• _SOURCE_

## START

Happy Earth Day: Sustainability in Making

Happy Earth Day: Sustainability in Making

As the weather starts to improve and things start to grow again–and with Earth Day coming up on April 22nd–it’s a great time to talk about sustainability in making. The maker movement is already very much about sustainability; in fact, it’s one of the things I like the most about maker culture. Much of the DIY spirit is focused on moving away from cheaply-made, mass-produced goods put together in factories and shipped around the world. As makers, we can exert more control by paying attention to the things we consume, where they come from, and how they affect the environment around us.

So, what are a few things makers can to do celebrate Earth Day and to focus on sustainability?

    • Repair something that breaks
      We’ve been trained by disposable consumer culture to throw out and replace broken items rather than trying to fix them. Often, it’s prohibitively expensive or even impossible to get a replacement part, so we’ve learned to just get rid of something as soon as it doesn’t work. Instead, head down to your local makerspace and use a 3D printer to quickly and simply create any replacement parts you need.

## END

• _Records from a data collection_
## START

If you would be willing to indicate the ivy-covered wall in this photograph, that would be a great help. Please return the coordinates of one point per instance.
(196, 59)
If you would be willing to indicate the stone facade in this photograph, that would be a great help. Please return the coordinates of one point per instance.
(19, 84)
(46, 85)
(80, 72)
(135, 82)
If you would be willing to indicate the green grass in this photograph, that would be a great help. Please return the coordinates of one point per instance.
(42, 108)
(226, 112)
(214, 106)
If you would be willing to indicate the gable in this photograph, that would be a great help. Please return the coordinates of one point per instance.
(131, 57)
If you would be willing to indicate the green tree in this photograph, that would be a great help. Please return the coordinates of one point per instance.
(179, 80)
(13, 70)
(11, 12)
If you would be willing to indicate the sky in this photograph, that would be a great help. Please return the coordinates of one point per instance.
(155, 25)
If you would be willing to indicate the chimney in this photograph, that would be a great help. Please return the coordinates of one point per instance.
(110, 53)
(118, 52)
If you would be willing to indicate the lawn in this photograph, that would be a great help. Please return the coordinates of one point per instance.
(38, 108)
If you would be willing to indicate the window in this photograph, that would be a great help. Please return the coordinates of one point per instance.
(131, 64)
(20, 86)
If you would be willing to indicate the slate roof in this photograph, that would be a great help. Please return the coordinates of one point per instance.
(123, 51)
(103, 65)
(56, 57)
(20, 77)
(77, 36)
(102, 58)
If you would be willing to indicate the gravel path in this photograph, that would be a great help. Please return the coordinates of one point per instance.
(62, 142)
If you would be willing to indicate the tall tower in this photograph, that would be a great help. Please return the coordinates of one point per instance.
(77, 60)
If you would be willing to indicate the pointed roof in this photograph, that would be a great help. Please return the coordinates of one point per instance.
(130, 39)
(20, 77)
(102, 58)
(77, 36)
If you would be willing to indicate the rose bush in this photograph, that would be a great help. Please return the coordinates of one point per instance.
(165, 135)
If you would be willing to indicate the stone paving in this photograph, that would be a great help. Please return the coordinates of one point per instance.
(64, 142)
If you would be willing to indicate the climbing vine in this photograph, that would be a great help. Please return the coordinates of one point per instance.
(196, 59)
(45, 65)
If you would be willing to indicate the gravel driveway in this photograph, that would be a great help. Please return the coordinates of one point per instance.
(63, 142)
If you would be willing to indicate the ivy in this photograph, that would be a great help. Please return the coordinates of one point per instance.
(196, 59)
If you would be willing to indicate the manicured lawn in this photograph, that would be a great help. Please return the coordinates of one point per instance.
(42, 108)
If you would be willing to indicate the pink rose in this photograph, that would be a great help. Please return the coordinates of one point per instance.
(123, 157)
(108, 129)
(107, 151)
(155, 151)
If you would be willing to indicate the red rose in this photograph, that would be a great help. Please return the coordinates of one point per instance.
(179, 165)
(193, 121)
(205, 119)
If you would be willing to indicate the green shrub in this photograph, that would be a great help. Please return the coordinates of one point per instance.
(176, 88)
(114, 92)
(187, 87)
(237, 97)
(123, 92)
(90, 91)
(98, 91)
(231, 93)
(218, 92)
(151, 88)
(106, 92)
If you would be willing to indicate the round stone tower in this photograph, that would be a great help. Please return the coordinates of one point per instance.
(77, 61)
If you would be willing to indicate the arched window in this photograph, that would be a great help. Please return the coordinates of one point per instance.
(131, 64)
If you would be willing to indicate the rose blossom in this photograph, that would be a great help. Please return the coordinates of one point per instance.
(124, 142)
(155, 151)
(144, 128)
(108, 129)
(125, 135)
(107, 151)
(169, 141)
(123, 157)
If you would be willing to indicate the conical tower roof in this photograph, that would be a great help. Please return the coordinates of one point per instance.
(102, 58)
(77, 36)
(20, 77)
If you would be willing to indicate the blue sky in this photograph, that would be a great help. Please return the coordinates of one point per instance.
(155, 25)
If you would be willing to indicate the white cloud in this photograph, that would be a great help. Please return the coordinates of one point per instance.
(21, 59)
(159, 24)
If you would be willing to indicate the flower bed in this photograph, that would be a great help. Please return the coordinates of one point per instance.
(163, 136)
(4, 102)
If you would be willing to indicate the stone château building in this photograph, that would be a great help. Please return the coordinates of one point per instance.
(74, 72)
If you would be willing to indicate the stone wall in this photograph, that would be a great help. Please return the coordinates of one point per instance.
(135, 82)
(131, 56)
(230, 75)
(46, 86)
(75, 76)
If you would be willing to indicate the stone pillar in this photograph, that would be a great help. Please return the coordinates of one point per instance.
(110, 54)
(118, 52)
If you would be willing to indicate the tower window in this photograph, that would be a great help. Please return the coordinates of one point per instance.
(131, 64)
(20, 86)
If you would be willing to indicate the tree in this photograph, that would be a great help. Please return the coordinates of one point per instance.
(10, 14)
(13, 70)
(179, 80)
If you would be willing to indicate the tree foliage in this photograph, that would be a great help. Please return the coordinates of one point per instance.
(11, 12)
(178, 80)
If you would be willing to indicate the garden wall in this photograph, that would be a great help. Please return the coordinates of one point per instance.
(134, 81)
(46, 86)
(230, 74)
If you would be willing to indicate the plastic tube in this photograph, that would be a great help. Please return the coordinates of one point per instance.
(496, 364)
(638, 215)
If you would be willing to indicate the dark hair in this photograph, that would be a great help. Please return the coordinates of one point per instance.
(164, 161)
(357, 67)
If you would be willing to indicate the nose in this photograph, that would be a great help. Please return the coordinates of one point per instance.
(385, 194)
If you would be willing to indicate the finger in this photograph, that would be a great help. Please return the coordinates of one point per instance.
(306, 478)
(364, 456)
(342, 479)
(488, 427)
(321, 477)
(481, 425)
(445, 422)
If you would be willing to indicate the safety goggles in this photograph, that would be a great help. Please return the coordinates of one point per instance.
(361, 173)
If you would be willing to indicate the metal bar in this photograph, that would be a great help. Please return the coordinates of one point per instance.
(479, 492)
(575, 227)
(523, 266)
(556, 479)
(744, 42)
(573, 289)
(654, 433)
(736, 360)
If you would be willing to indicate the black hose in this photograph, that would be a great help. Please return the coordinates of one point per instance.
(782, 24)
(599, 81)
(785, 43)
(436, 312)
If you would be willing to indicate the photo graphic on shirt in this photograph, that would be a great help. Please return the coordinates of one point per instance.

## END

• _TASK REQUIREMENTS_
1. Copy out the Earth Day post in full, word for word.
2. How many lines of the rows contain the string "lawn", with case counting? Reply with the number alone.
The rows are unrelated to the Earth Day post.

• _RESULTS IN ORDER_
1.
Happy Earth Day: Sustainability in Making

Happy Earth Day: Sustainability in Making

As the weather starts to improve and things start to grow again–and with Earth Day coming up on April 22nd–it’s a great time to talk about sustainability in making. The maker movement is already very much about sustainability; in fact, it’s one of the things I like the most about maker culture. Much of the DIY spirit is focused on moving away from cheaply-made, mass-produced goods put together in factories and shipped around the world. As makers, we can exert more control by paying attention to the things we consume, where they come from, and how they affect the environment around us.

So, what are a few things makers can to do celebrate Earth Day and to focus on sustainability?

    • Repair something that breaks
      We’ve been trained by disposable consumer culture to throw out and replace broken items rather than trying to fix them. Often, it’s prohibitively expensive or even impossible to get a replacement part, so we’ve learned to just get rid of something as soon as it doesn’t work. Instead, head down to your local makerspace and use a 3D printer to quickly and simply create any replacement parts you need.

2. 2